* Start *
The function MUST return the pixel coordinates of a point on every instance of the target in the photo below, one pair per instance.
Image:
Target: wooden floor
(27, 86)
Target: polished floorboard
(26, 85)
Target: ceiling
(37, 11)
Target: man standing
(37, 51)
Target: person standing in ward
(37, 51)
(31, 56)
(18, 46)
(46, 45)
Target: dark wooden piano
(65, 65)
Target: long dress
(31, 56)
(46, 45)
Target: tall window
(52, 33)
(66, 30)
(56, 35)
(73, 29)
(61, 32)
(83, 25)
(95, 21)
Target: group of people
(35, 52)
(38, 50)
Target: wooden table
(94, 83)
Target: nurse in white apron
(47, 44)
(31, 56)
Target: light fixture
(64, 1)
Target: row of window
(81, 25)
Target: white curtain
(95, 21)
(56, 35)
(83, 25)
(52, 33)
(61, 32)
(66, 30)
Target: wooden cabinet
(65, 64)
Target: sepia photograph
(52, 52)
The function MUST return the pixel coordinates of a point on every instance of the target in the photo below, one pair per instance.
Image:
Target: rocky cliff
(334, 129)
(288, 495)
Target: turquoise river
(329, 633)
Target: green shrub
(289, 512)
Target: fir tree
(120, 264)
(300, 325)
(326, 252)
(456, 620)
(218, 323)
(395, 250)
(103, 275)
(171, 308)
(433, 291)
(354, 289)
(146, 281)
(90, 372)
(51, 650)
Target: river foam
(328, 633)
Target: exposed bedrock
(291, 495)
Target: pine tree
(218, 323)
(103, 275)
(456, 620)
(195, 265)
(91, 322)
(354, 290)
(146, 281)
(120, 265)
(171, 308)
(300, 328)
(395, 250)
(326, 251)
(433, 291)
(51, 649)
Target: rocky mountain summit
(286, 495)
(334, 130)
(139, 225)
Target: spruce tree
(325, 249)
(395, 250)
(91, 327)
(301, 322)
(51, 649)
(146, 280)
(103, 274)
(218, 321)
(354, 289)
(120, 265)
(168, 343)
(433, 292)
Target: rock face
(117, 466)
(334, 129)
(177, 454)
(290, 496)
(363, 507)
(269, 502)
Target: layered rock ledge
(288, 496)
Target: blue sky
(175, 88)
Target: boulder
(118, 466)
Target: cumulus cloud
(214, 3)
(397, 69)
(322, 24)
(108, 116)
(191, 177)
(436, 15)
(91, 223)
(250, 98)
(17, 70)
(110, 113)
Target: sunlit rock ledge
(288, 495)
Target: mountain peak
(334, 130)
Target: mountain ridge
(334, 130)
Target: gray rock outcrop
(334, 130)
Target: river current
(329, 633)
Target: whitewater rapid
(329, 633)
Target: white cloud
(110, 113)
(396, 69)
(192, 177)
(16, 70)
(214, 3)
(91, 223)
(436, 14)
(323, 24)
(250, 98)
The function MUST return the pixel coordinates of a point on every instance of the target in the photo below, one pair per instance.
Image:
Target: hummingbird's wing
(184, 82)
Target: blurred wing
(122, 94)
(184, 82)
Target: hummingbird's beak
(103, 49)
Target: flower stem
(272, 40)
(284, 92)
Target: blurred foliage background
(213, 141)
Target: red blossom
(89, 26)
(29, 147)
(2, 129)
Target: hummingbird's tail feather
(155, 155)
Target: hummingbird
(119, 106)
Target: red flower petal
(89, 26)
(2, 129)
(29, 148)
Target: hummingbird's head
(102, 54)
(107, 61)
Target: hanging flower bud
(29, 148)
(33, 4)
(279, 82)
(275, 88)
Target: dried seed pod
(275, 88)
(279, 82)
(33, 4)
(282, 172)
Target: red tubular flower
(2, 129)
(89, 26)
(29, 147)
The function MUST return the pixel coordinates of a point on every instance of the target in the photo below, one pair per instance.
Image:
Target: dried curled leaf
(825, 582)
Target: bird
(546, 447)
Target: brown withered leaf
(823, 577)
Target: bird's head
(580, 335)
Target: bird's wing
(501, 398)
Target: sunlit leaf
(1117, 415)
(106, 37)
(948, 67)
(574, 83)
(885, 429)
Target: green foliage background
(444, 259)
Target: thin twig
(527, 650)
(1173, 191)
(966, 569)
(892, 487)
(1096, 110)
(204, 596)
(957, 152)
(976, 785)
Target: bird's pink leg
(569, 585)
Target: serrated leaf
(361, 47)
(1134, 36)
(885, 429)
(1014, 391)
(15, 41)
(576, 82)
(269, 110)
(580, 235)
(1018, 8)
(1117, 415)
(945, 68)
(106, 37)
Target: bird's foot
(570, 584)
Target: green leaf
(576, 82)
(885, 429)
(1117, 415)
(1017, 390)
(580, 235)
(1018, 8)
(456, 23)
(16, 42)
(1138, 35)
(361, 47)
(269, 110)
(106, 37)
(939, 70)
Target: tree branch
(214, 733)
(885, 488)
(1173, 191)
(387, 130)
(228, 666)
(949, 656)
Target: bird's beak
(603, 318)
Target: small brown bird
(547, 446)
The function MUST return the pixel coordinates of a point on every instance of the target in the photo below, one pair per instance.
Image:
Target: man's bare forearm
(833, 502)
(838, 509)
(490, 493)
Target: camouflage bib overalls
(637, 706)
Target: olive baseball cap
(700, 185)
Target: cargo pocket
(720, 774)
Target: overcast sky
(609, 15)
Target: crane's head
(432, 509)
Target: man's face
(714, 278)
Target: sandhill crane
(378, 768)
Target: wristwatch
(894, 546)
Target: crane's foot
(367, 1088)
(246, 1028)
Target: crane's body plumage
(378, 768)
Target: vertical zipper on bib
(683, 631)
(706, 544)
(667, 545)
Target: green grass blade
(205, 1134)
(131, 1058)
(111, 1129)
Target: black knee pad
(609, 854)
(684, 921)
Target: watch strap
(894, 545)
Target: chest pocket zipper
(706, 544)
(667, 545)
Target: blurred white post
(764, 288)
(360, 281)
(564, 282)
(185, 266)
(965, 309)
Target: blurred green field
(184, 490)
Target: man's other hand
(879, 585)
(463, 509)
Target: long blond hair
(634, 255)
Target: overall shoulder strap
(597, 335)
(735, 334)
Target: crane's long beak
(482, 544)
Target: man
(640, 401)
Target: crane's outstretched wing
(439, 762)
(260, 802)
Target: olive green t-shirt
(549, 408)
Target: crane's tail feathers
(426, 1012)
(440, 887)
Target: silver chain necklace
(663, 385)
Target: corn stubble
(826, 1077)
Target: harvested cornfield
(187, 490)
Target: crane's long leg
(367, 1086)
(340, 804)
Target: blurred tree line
* End *
#### Goal
Copy out the entire listing above word for word, from its first line to its last.

#### Written response
The function MUST return the pixel coordinates of a point on every instance of the target in the photo below, one pair per instance.
Image:
Target: wooden floor
(27, 86)
Target: polished floorboard
(26, 85)
Target: ceiling
(37, 11)
Target: man standing
(37, 51)
Target: person standing in ward
(37, 51)
(31, 56)
(18, 46)
(46, 45)
Target: dark wooden piano
(65, 65)
Target: long dress
(31, 56)
(46, 45)
Target: tall window
(52, 33)
(66, 30)
(56, 35)
(73, 29)
(61, 32)
(83, 25)
(95, 21)
Target: group of people
(35, 52)
(38, 50)
Target: wooden table
(94, 83)
Target: nurse in white apron
(47, 44)
(31, 56)
Target: light fixture
(64, 1)
Target: row of window
(81, 25)
Target: white curtain
(95, 21)
(56, 35)
(83, 25)
(52, 33)
(61, 32)
(66, 30)
Target: wooden cabinet
(65, 64)
Target: sepia photograph
(52, 52)
The function MUST return the pixel coordinates of a point on every instance of the target in the photo below, one pair per instance.
Image:
Target: rocky cliff
(334, 129)
(288, 495)
Target: turquoise river
(329, 633)
Target: green shrub
(289, 512)
Target: fir tree
(120, 264)
(300, 325)
(326, 252)
(456, 620)
(218, 323)
(395, 250)
(103, 275)
(171, 308)
(433, 291)
(354, 289)
(146, 281)
(90, 372)
(51, 650)
Target: river foam
(328, 633)
Target: exposed bedrock
(291, 495)
Target: pine tree
(218, 323)
(103, 275)
(456, 620)
(195, 265)
(91, 322)
(354, 290)
(146, 281)
(120, 265)
(171, 308)
(300, 328)
(395, 250)
(326, 251)
(433, 291)
(51, 649)
Target: rocky mountain summit
(286, 495)
(334, 130)
(139, 225)
Target: spruce tree
(325, 249)
(395, 250)
(91, 327)
(301, 322)
(51, 649)
(146, 280)
(103, 274)
(218, 321)
(354, 289)
(120, 265)
(168, 343)
(433, 292)
Target: rock face
(117, 466)
(334, 129)
(177, 454)
(290, 496)
(363, 507)
(269, 502)
Target: layered rock ledge
(288, 496)
Target: blue sky
(175, 88)
Target: boulder
(118, 466)
Target: cumulus cloud
(214, 3)
(397, 69)
(322, 24)
(108, 116)
(191, 177)
(436, 15)
(91, 223)
(250, 98)
(17, 70)
(110, 113)
Target: sunlit rock ledge
(288, 495)
Target: mountain peak
(334, 130)
Target: mountain ridge
(334, 130)
Target: gray rock outcrop
(334, 130)
Target: river current
(329, 633)
Target: whitewater rapid
(329, 633)
Target: white cloud
(110, 113)
(396, 69)
(192, 177)
(16, 70)
(214, 3)
(91, 223)
(436, 14)
(323, 24)
(250, 98)
The function MUST return the pixel coordinates of a point on every instance of the target in the photo below, one pair per instance.
Image:
Target: hummingbird's wing
(184, 82)
Target: blurred wing
(122, 94)
(184, 82)
Target: hummingbird's beak
(103, 49)
Target: flower stem
(272, 40)
(284, 92)
Target: blurred foliage background
(213, 141)
Target: red blossom
(89, 26)
(29, 147)
(2, 129)
Target: hummingbird's tail feather
(155, 155)
Target: hummingbird
(119, 106)
Target: red flower petal
(89, 26)
(2, 129)
(29, 148)
Target: hummingbird's head
(102, 54)
(107, 61)
Target: hanging flower bud
(29, 148)
(33, 4)
(279, 82)
(275, 88)
Target: dried seed pod
(275, 88)
(279, 82)
(33, 4)
(282, 172)
Target: red tubular flower
(2, 129)
(89, 26)
(29, 147)
The function MUST return the pixel coordinates of a point on every instance of the target in the photo below, one pair per instance.
Image:
Target: dried curled leaf
(825, 582)
Target: bird
(546, 447)
Target: brown withered leaf
(823, 577)
Target: bird's head
(580, 335)
Target: bird's wing
(501, 398)
Target: sunlit leaf
(1117, 415)
(106, 37)
(948, 67)
(574, 83)
(885, 429)
Target: green foliage background
(444, 259)
Target: thin twig
(527, 650)
(1173, 191)
(966, 569)
(892, 487)
(1096, 110)
(204, 596)
(957, 152)
(976, 785)
Target: bird's pink leg
(569, 585)
Target: serrated leaf
(361, 47)
(1134, 36)
(885, 429)
(1014, 391)
(15, 41)
(576, 82)
(269, 110)
(580, 235)
(1018, 8)
(1117, 415)
(945, 68)
(106, 37)
Target: bird's foot
(570, 584)
Target: green leaf
(576, 82)
(885, 429)
(1117, 415)
(1017, 390)
(580, 235)
(1018, 8)
(456, 23)
(16, 42)
(1138, 35)
(361, 47)
(269, 110)
(106, 37)
(939, 70)
Target: tree branch
(214, 733)
(885, 488)
(1173, 191)
(387, 130)
(228, 666)
(949, 656)
Target: bird's beak
(603, 318)
Target: small brown bird
(547, 446)
The function MUST return the pixel coordinates of a point on every instance of the target in the photo below, one pair per instance.
Image:
Target: man's bare forearm
(833, 502)
(838, 509)
(490, 493)
Target: camouflage bib overalls
(637, 706)
Target: olive baseball cap
(700, 185)
Target: cargo pocket
(720, 774)
Target: overcast sky
(609, 15)
Target: crane's head
(432, 509)
Target: man's face
(714, 278)
Target: sandhill crane
(378, 768)
Target: wristwatch
(894, 546)
Target: crane's foot
(367, 1088)
(246, 1028)
Target: crane's body plumage
(378, 768)
Target: vertical zipper on bib
(683, 631)
(706, 544)
(667, 545)
Target: green grass blade
(205, 1134)
(131, 1058)
(111, 1129)
Target: black knee pad
(609, 854)
(684, 921)
Target: watch strap
(894, 545)
Target: chest pocket zipper
(706, 544)
(667, 545)
Target: blurred white post
(764, 288)
(360, 281)
(564, 282)
(185, 266)
(965, 309)
Target: blurred green field
(184, 490)
Target: man's other hand
(879, 585)
(463, 509)
Target: long blond hair
(634, 255)
Target: overall shoulder strap
(597, 335)
(735, 334)
Target: crane's long beak
(482, 544)
Target: man
(640, 401)
Target: crane's outstretched wing
(439, 762)
(260, 802)
Target: olive green t-shirt
(549, 408)
Target: crane's tail feathers
(426, 1012)
(440, 887)
Target: silver chain necklace
(663, 385)
Target: corn stubble
(826, 1077)
Target: harvested cornfield
(187, 490)
Target: crane's long leg
(367, 1086)
(340, 804)
Target: blurred tree line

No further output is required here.